The records
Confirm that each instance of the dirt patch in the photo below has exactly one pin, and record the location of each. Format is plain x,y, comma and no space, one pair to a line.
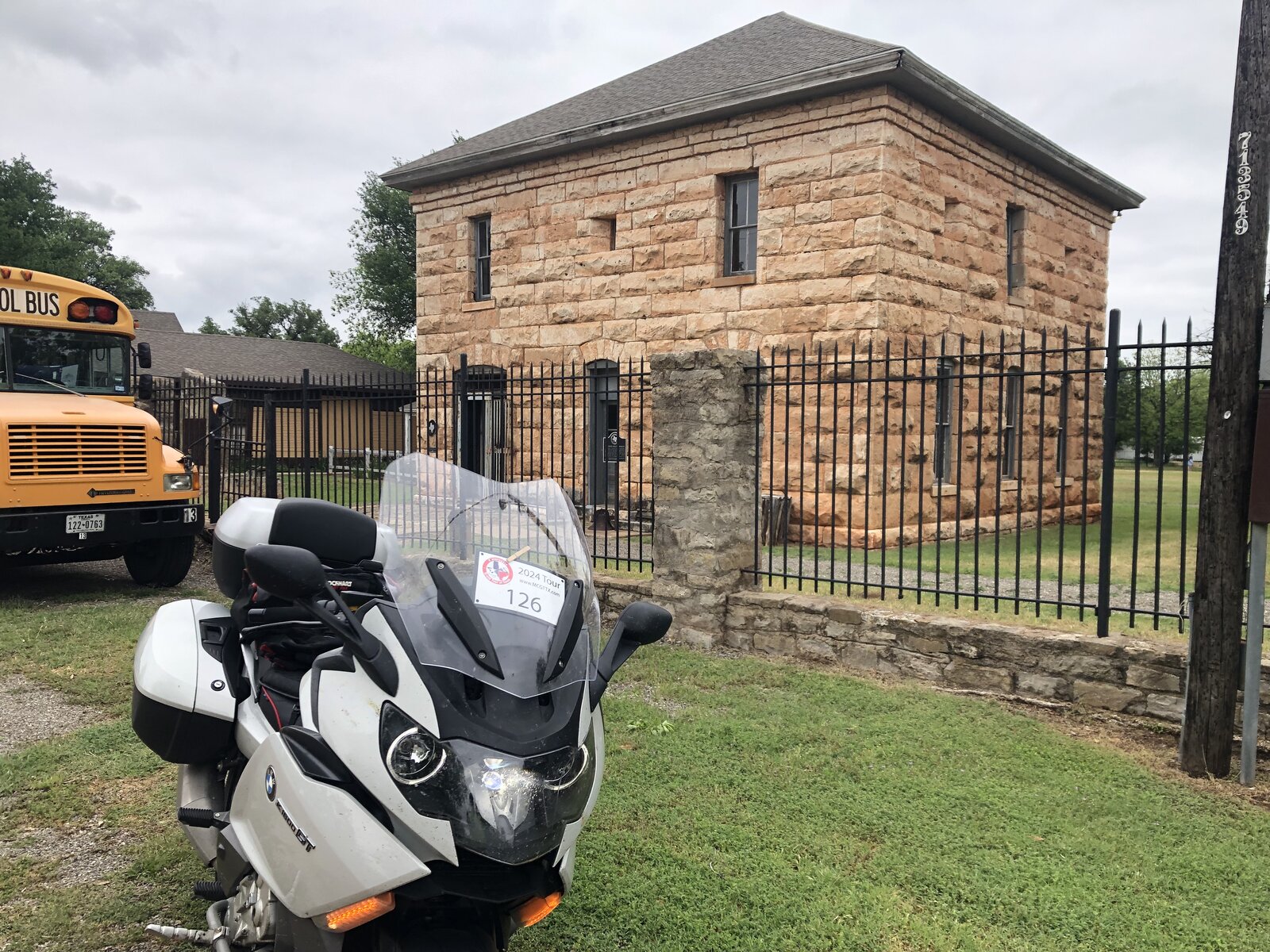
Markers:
1153,746
1149,742
50,584
79,854
645,693
31,712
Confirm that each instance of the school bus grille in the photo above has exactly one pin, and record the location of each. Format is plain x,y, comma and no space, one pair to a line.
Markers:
44,451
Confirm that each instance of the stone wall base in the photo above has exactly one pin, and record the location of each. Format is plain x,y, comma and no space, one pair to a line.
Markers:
1115,673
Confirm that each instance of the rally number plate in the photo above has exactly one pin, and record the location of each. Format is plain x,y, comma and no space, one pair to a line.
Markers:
516,587
86,522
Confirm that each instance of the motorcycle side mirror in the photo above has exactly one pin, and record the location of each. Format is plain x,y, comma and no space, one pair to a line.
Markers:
298,577
641,624
286,571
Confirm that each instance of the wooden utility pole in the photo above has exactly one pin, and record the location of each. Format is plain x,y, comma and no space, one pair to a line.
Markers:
1221,566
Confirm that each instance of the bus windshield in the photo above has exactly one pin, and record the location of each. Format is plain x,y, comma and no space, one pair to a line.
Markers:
41,359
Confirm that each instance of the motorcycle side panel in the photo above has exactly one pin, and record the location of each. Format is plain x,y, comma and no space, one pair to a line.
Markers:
182,704
315,846
567,854
348,719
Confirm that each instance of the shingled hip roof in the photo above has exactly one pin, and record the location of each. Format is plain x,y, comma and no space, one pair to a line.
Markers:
256,359
774,60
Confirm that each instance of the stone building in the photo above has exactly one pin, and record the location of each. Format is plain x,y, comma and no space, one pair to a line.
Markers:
783,186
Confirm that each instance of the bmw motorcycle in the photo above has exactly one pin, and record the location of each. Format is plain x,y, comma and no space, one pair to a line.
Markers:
393,738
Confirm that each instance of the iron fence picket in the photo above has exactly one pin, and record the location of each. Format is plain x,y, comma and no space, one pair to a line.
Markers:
946,543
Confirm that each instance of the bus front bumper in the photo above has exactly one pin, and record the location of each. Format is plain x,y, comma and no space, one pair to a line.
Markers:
90,527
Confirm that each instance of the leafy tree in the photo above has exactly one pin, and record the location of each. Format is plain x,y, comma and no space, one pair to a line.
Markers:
1160,393
378,294
291,321
37,232
398,355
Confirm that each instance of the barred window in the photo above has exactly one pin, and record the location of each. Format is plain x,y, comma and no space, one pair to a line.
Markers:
1060,431
741,225
945,368
480,254
1011,433
1014,249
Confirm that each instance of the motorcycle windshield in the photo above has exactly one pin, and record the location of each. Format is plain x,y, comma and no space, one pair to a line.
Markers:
492,579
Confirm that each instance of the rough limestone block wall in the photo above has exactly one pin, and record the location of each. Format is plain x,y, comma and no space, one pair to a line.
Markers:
879,225
704,471
1118,674
869,228
1111,674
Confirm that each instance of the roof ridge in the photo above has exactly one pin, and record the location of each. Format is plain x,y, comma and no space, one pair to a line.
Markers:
835,32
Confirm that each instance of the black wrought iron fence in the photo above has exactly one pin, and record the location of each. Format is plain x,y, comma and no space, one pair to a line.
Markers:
587,427
1018,474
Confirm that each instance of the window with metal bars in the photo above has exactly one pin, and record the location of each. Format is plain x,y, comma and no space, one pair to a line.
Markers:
945,370
1014,249
1060,431
741,225
1011,433
480,258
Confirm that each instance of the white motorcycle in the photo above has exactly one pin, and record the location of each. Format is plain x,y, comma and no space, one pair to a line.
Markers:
394,738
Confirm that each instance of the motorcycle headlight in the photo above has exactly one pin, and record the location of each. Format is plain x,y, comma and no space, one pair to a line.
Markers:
508,809
416,757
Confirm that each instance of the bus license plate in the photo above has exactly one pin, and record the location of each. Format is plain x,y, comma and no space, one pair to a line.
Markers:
86,522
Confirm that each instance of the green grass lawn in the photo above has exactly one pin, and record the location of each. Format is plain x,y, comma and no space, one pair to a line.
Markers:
1060,546
749,805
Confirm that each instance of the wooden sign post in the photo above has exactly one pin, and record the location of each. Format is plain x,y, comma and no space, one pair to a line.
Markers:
1213,660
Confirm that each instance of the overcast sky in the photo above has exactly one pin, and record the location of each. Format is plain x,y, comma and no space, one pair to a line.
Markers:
224,141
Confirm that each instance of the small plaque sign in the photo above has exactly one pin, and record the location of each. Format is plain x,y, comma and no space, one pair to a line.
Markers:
615,448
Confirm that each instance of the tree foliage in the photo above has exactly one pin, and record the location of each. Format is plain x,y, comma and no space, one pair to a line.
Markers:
1153,393
277,321
378,292
398,355
38,234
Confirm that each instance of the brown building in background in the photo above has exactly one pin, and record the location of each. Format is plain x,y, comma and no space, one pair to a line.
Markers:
783,186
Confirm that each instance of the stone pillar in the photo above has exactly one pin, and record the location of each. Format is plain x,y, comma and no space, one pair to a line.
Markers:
704,463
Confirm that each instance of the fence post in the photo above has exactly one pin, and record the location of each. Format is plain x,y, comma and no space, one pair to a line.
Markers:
271,448
306,437
460,400
1109,412
704,463
214,463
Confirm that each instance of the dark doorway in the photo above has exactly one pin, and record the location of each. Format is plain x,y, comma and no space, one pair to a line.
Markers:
483,420
602,416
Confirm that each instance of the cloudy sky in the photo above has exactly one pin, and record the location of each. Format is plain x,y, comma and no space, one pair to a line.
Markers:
224,141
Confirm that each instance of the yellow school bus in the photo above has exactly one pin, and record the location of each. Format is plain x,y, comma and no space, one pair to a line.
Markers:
84,474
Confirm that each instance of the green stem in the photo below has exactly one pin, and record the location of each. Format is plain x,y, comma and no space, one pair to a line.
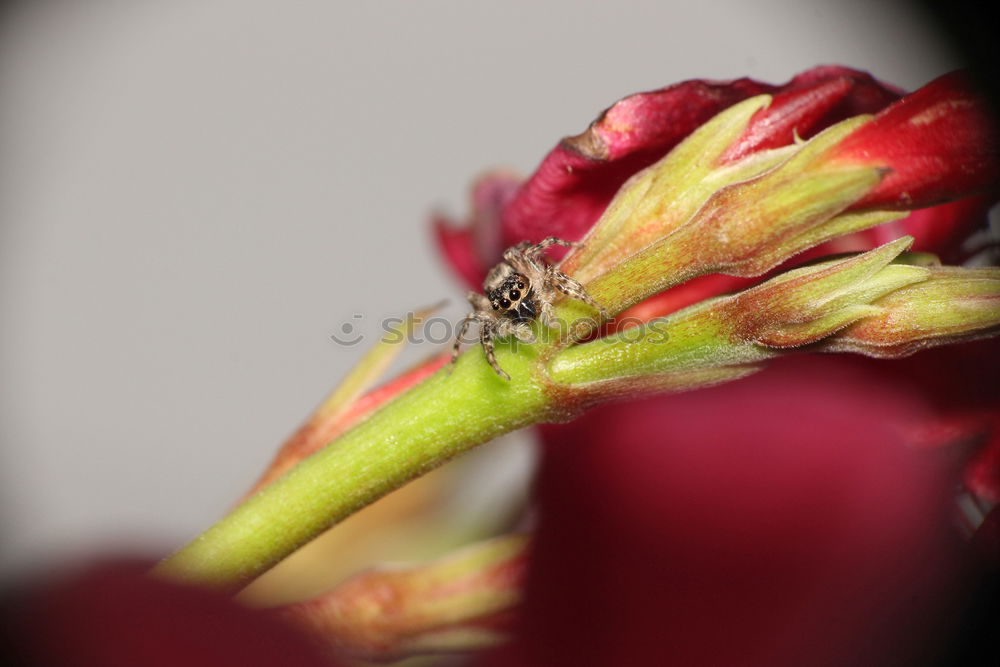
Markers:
448,414
437,420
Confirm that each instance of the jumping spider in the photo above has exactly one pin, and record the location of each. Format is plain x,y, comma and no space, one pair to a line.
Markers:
518,290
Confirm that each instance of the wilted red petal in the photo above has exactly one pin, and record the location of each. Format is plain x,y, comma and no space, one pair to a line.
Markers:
810,102
473,248
575,182
455,243
940,143
114,616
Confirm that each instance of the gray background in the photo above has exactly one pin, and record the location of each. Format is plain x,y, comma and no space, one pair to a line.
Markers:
195,195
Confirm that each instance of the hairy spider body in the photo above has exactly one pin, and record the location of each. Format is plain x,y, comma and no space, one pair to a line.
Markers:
519,290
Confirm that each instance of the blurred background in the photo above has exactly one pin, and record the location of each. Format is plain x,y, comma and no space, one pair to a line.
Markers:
195,195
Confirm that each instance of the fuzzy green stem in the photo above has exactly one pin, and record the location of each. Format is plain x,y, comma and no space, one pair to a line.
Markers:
437,420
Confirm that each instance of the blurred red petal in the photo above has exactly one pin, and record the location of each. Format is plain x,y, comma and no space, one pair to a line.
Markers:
982,476
114,616
473,248
776,521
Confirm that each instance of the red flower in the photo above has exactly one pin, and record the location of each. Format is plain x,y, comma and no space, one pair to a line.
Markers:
803,515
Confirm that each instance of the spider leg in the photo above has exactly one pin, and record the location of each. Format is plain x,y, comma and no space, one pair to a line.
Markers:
538,248
486,339
572,288
462,328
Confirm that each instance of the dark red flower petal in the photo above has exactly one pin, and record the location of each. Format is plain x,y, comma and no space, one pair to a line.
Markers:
982,476
113,615
940,143
781,520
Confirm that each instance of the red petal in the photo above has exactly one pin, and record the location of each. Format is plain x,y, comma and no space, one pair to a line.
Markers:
575,182
940,143
473,248
783,513
982,476
810,102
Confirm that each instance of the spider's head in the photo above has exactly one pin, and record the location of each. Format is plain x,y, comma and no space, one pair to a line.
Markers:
512,298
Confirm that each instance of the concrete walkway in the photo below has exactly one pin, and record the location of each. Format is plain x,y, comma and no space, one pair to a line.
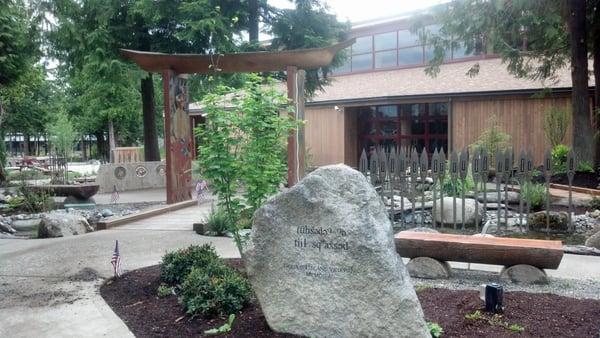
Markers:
49,287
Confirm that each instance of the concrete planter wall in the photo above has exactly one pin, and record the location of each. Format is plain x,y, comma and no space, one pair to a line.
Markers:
131,176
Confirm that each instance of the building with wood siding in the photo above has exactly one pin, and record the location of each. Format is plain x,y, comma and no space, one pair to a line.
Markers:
382,96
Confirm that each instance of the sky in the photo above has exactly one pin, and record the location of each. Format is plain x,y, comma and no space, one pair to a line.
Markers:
363,10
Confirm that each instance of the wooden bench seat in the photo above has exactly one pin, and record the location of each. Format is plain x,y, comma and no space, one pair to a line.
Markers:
474,249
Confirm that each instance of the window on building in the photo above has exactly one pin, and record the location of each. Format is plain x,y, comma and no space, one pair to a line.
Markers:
420,125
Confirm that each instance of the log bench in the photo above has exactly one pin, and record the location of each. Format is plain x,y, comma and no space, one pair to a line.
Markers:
527,256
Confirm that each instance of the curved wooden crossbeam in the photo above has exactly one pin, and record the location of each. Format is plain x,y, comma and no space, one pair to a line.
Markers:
236,62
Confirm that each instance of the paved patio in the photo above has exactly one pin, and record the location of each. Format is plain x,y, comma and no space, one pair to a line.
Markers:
49,287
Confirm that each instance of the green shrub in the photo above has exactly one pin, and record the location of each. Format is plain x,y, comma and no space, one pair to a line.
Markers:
177,265
585,167
214,290
164,290
555,124
31,201
491,140
559,158
435,329
594,203
534,194
218,222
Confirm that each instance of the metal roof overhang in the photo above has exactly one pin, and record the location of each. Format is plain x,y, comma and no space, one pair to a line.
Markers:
235,62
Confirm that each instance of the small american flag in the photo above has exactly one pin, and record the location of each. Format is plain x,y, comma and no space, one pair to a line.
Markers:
116,261
114,197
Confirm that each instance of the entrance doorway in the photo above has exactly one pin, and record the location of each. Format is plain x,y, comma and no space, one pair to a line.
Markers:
412,125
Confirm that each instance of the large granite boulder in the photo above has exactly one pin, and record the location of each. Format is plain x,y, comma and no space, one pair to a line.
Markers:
471,208
61,224
322,261
593,241
559,221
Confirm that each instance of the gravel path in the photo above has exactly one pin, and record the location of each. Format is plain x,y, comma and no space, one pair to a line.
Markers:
471,279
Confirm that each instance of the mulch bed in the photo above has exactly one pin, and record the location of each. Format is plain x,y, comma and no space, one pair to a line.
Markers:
134,299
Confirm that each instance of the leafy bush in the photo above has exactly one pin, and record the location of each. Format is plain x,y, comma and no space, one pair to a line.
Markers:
555,124
177,265
585,167
214,290
164,291
31,201
594,203
559,158
492,139
218,222
435,329
534,194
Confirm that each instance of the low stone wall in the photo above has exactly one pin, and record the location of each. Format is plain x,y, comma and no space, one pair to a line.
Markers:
131,176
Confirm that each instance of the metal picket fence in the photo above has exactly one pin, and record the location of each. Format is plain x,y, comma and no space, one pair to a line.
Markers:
404,175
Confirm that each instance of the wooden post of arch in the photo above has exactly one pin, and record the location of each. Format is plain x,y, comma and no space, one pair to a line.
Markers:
296,149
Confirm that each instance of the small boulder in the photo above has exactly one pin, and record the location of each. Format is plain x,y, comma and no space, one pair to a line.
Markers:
423,229
559,221
471,209
59,224
427,267
593,241
107,213
4,227
524,274
511,197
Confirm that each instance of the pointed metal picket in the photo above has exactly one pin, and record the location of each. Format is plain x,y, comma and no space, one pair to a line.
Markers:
435,175
547,172
423,169
454,177
414,169
402,163
499,175
363,163
521,175
374,168
571,166
485,170
476,173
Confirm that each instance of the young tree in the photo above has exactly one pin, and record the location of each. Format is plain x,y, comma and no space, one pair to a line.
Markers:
309,25
533,38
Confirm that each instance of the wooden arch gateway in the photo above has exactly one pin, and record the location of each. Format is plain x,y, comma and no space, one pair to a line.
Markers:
178,132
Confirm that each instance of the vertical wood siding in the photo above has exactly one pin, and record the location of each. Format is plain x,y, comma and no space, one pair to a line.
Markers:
519,116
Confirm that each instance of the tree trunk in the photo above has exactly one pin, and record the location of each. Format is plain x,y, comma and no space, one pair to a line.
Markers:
596,51
83,149
111,141
151,150
582,130
253,20
26,151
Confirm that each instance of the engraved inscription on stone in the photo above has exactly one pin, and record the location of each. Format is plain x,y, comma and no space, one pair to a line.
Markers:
141,171
120,172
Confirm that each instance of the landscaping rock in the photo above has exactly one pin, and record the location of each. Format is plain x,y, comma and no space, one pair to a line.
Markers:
559,222
323,263
4,227
26,224
430,268
59,224
513,197
524,274
593,241
106,213
423,229
470,212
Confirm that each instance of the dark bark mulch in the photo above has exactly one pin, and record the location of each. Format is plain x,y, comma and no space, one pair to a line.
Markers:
134,299
580,179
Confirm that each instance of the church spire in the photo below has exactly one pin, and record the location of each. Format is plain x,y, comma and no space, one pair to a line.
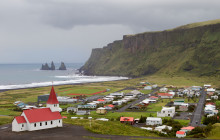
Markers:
52,98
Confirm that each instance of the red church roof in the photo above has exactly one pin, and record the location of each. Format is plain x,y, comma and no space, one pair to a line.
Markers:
41,114
20,119
126,119
180,132
52,98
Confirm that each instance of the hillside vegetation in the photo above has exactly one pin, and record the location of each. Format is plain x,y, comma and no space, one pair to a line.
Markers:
192,50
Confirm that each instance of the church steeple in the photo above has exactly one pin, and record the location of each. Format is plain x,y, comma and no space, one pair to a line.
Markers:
52,101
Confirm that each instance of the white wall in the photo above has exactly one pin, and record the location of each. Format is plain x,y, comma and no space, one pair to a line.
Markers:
18,127
55,123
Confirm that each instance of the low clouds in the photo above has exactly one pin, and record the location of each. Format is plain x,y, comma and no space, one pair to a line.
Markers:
69,29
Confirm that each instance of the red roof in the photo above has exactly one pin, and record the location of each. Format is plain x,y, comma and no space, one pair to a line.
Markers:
101,100
41,114
164,94
20,119
52,98
153,97
180,132
126,119
188,128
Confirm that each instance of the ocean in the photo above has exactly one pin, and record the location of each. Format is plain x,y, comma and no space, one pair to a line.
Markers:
15,76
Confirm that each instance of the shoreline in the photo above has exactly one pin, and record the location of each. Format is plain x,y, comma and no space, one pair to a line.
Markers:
4,90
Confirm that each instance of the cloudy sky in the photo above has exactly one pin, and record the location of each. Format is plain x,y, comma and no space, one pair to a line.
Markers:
66,30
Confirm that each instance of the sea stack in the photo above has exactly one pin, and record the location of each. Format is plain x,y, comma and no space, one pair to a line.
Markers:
45,67
62,66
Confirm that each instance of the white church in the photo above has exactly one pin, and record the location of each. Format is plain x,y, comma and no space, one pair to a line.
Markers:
40,118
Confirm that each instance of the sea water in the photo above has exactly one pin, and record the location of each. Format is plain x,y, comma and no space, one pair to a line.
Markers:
14,76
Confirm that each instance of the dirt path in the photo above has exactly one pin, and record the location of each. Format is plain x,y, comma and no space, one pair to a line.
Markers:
70,132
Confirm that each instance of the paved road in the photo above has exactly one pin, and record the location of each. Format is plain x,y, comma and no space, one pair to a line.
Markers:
197,115
67,132
136,101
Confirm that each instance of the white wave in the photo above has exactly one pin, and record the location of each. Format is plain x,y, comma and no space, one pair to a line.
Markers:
81,79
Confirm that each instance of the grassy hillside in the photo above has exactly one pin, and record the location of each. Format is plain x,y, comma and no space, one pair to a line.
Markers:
193,49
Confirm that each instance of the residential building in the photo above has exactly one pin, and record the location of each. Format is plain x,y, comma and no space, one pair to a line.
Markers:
180,134
165,95
101,110
153,121
40,118
129,120
166,112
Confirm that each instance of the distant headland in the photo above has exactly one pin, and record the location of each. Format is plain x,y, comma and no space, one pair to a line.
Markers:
52,67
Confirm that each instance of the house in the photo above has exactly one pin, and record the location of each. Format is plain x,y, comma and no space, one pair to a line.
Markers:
117,94
160,128
180,134
184,107
214,97
129,120
210,90
187,129
166,112
87,106
136,92
154,86
73,109
153,98
101,110
178,102
207,86
153,121
101,101
147,88
163,89
82,112
165,95
40,118
109,107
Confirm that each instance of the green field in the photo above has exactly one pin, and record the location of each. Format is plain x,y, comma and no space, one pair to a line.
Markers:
110,127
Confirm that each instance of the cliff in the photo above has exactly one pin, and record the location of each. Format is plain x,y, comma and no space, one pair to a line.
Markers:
193,48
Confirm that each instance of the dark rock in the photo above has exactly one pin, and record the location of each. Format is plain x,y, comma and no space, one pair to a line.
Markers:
52,66
62,66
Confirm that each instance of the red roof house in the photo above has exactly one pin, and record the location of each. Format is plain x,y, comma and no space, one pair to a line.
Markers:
20,119
188,128
52,98
127,119
165,95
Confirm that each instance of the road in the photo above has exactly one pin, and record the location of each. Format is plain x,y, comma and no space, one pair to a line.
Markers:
137,101
197,115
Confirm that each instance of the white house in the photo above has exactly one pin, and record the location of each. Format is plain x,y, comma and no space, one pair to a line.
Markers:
40,118
153,121
180,134
163,89
166,112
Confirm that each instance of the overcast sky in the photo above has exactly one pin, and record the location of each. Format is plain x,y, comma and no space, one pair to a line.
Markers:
66,30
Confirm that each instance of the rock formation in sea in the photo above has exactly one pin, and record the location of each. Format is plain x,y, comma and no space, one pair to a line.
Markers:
62,66
52,66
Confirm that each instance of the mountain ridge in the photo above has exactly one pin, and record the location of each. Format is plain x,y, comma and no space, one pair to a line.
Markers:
192,49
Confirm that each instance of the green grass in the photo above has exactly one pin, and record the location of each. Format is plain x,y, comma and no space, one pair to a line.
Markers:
146,91
214,134
110,127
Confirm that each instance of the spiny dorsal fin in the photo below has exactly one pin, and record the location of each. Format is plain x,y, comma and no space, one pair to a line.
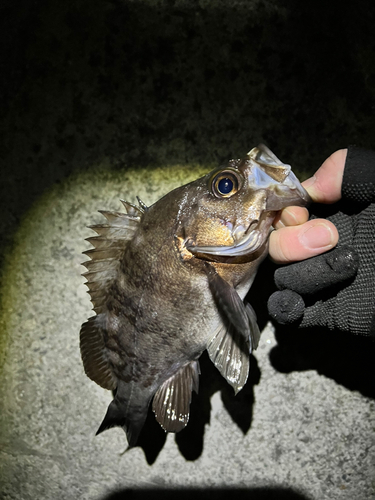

Activity
Repeat the lines exactly as they stand, from the opening line of the data through the line with "Confirm that each instance of the stone wall". Pictures stay out of the copy.

Output for this task
Confirm that each instance of the dirt patch in the photo below has exactly one pin, and record the location of each. Format is plain x,y, comma and no space, one pair to a line.
Markers:
1153,746
1149,742
50,584
79,854
645,693
31,712
Confirm that each instance of the school bus grille in the photo above has exactly one pin, and record the location of each. Format is plain x,y, comma and no space, one pair to a line.
Markers:
44,451
Confirm that each instance of the stone wall base in the photo above has exactly one pin, and record the location of each. Format is plain x,y, comma and no space, one pair to a line.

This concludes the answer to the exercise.